= Beginning of Section =

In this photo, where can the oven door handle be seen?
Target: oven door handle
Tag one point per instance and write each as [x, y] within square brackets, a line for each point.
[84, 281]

= End of Section =
= Beginning of Section =

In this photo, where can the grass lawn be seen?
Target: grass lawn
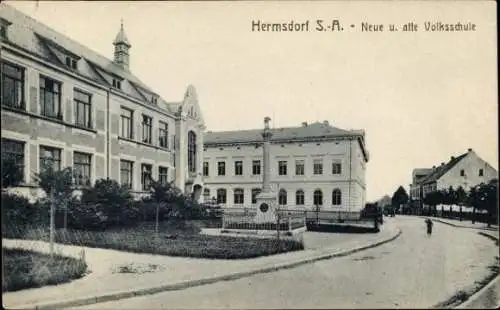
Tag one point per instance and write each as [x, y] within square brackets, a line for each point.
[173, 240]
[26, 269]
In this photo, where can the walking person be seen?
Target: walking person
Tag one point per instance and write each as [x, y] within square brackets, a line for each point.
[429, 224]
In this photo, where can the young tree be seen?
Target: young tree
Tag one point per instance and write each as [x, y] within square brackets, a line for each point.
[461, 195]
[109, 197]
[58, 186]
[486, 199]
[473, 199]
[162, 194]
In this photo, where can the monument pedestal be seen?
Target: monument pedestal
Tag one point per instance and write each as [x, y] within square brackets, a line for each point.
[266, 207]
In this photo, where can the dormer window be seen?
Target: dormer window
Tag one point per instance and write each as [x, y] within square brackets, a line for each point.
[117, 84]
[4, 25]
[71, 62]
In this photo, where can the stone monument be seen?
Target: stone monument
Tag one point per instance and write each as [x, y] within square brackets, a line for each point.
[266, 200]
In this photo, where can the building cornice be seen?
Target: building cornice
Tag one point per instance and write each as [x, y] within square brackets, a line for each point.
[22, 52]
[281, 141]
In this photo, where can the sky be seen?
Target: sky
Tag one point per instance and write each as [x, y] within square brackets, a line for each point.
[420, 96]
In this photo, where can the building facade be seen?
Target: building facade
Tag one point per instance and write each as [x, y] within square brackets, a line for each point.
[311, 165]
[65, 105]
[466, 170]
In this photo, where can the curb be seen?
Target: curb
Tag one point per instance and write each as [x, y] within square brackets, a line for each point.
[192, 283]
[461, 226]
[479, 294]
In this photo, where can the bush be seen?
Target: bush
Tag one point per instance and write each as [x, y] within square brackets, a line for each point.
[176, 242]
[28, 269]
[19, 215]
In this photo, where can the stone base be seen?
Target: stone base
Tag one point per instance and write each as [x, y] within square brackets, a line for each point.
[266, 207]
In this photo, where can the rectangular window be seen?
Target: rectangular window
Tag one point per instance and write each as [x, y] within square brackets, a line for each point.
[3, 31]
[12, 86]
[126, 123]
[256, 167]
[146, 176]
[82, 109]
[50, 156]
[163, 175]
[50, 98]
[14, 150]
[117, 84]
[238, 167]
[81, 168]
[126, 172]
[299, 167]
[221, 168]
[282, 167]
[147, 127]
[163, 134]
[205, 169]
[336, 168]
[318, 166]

= End of Section =
= Beginning of Section =

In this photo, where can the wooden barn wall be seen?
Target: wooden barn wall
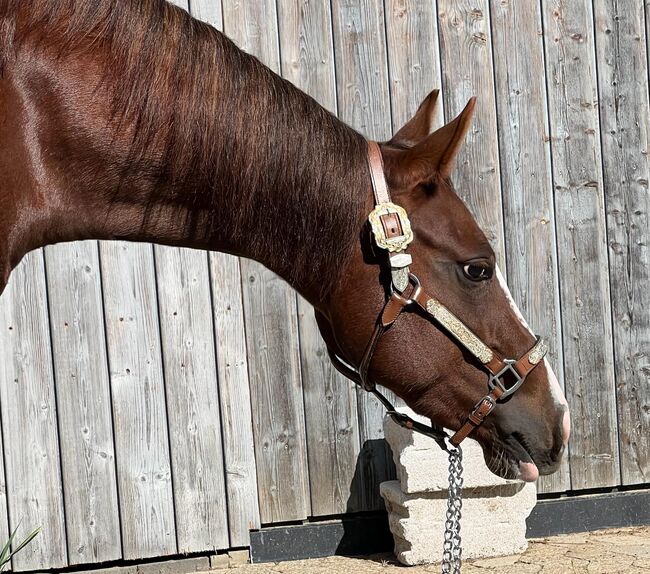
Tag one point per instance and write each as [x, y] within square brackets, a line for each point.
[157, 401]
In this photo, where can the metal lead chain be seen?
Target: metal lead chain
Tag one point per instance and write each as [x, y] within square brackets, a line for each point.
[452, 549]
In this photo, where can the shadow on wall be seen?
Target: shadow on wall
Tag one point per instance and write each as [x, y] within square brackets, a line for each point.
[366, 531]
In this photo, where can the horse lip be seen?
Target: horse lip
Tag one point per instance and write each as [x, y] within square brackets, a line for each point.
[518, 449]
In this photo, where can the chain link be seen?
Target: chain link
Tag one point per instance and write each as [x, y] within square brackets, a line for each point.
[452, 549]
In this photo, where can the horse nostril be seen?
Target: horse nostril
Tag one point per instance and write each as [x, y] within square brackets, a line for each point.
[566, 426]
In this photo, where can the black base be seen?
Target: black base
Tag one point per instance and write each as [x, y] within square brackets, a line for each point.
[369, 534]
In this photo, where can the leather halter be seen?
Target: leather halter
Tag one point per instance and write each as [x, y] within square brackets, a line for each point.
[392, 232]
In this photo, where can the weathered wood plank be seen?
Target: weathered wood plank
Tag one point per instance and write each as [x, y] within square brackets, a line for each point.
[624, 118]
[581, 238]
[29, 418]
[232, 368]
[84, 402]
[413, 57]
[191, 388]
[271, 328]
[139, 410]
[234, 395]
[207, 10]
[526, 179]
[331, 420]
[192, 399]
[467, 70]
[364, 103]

= End of Section =

# What is being asked
Copy out all lines from the records where the word "metal" appears.

# The completed task
In this photo, where can the metal lead chain be seen?
Target: metal lead chain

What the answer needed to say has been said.